Supplied material:

======

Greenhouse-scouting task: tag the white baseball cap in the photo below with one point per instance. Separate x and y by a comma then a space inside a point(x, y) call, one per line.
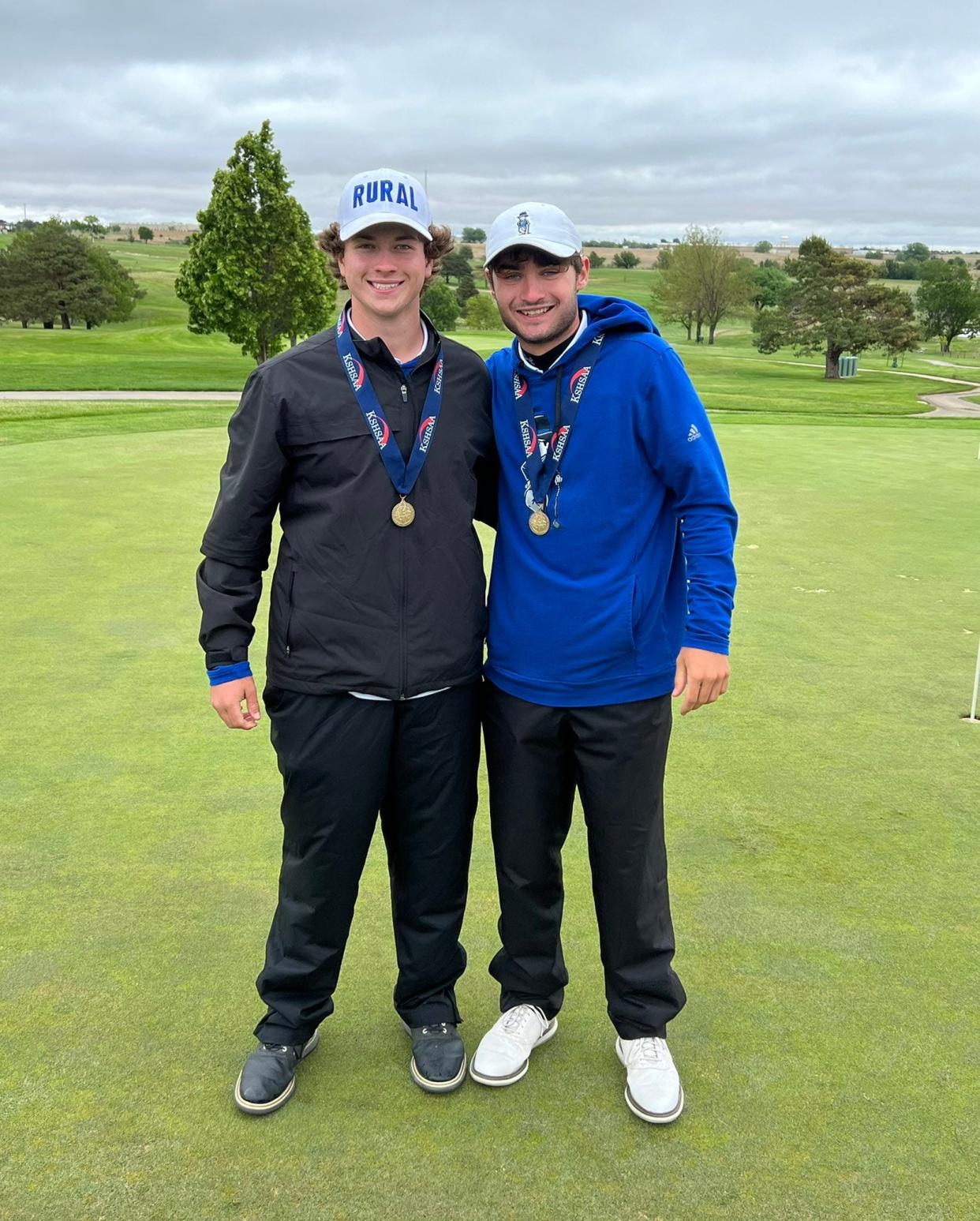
point(542, 226)
point(383, 197)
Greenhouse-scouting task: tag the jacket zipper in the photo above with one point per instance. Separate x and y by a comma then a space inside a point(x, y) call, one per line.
point(290, 611)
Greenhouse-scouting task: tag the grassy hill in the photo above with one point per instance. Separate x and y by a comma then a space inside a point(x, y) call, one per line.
point(155, 350)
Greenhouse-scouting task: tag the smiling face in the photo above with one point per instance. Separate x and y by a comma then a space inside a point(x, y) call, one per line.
point(386, 270)
point(537, 296)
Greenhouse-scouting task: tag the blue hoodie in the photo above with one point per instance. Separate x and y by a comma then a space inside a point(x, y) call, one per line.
point(596, 612)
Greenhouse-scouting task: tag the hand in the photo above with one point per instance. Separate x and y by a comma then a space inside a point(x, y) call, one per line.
point(226, 700)
point(705, 676)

======

Required work: Reproduce the data above in full, exactly as it is, with the pictures left out.

Task output:
Greenhouse-scouting task: tag the white baseball cap in the photo below with one point per instance. Separate x and y by a comma then a space inside a point(x, y) call, one per line.
point(542, 226)
point(383, 197)
Greenhouse-scouting task: tag the jacket zipper in the photo above with one point per instance. Separate x and y by a comma then a space inside a point(x, y) call, one per line.
point(290, 611)
Greenhouse-scouting task: tag the grassy hill in the photo above with one point per instance. Separate x and y by a comma then a space inside a point(x, y) call, one per line.
point(155, 350)
Greenhouse-scouting task: tag the smiling face in the photo above with one point per instance. Separate x and y by a comma then a space inside a point(x, y) call, one per line.
point(386, 270)
point(537, 296)
Greenhouse-scouting task: tag the blue hoodie in the photo above with one point per instance. Separate x and y by a comma then a space inside a point(x, y) call, one per line.
point(596, 612)
Greenhouse-scouting task: tag the hand in the photo above with one point per instance. Separate x and y by a comma then a space inside a point(x, y) call, one per line.
point(226, 700)
point(705, 676)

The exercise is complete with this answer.